● Prompt A: In the cell signaling notes, why is paracrine signaling marked as short-distance and endocrine signaling as long-distance?
● Prompt B: In the cell signaling notes, copy the text between "1. Direct Haptic" and "ligand / recepotor interaction?", inclusive, replacing "bloodstream" with "circulation".
● Prompt C: List the major communications systems of the human body that the cell signaling notes name.

What are the three major communications systems of the human body

1. Nervous System
2. Immune System
3. Endocrine System


Provide 2 examples that would indicate that you understand what is meant by the phrase "signaling molecule operate over varying distance."

1. Direct Haptic (Touch)-mediated Signaling -- Cells communicate with other cells that they are in direct contact with

2. Soluble Signaling-- Cell communicates with itself, nearby cells or even cells in different tissue or a different organ.

Haptic- Signaling cell touching adjacent target cell- direct contact (Touching)
Paracrine signaling- Synapse between neurons- secretory cells secretee the ligands, and the target(adjacent) cells within the secretion vicinity have their receptors filled. (Short)
Endocrine- Hormones secreted by glands traveling through the blood system (long) Ligands secreted by the secretory cells and then carried through the bloodstream to the target cells’ receptors


What is meant by a ligand / recepotor interaction?

The binding of the signaling molecule to a specific receptor protein on/in a cell. Receptor then transmit a signal into cell.


Describe 2 types of cellular receptors and how they are different in terms of their role as effectors

1) Ligand Gated ion Channels: Ion channel open or closes when LIgand binds, ex. Acetylcholine receptor Glycine receptor

2)G-protein coupled receptors: Acitivates a G-protein which then can activate or inhibit other enzymes in the membrane or cell ex. Indirectly gated ion channels-glucagon receptors

3) Receptor Tyrosine Kinases--Receptor components combine and phosphorylate each other providing energy for other enzymes ex insulin receptor

4) Enzyme LInked Receptors-- When ligand binds, receptor components combine and bind with other enzymes (usually activating or deactivating the enzyme) ex. Cytokine Receptors.

Saved entries:

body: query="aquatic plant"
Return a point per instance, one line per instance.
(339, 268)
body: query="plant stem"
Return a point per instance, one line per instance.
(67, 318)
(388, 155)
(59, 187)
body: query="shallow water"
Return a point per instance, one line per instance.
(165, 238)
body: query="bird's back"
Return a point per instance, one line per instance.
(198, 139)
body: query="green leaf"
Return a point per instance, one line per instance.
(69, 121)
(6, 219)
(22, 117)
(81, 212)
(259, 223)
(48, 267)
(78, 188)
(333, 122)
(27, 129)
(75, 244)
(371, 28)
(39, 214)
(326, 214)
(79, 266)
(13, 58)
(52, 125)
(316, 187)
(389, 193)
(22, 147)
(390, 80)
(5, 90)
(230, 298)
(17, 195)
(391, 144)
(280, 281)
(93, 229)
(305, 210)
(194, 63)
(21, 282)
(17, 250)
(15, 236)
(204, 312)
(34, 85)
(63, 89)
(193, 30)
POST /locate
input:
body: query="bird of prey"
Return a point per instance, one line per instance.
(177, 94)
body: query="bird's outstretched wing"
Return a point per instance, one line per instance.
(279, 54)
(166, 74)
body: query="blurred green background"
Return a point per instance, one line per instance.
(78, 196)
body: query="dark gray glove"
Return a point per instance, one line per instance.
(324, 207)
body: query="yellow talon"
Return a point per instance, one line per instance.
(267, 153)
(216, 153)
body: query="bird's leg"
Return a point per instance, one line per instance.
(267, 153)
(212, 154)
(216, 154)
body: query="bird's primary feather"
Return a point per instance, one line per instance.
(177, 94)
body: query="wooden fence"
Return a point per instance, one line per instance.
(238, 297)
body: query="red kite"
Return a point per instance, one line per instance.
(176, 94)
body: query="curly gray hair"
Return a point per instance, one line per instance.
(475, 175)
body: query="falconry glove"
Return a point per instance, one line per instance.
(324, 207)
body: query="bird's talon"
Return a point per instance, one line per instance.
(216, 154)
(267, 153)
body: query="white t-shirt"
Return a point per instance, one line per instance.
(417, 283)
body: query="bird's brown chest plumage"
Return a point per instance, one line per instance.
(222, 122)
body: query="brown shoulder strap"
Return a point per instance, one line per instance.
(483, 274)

● Expected output A: Paracrine signaling is short because the ligands reach only the adjacent target cells within the secretion vicinity. Endocrine signaling is long because the hormones secreted by glands are carried through the bloodstream to the target cells' receptors.

● Expected output B:
1. Direct Haptic (Touch)-mediated Signaling -- Cells communicate with other cells that they are in direct contact with

2. Soluble Signaling-- Cell communicates with itself, nearby cells or even cells in different tissue or a different organ.

Haptic- Signaling cell touching adjacent target cell- direct contact (Touching)
Paracrine signaling- Synapse between neurons- secretory cells secretee the ligands, and the target(adjacent) cells within the secretion vicinity have their receptors filled. (Short)
Endocrine- Hormones secreted by glands traveling through the blood system (long) Ligands secreted by the secretory cells and then carried through the circulation to the target cells’ receptors


What is meant by a ligand / recepotor interaction?

● Expected output C: Nervous System, Immune System, Endocrine System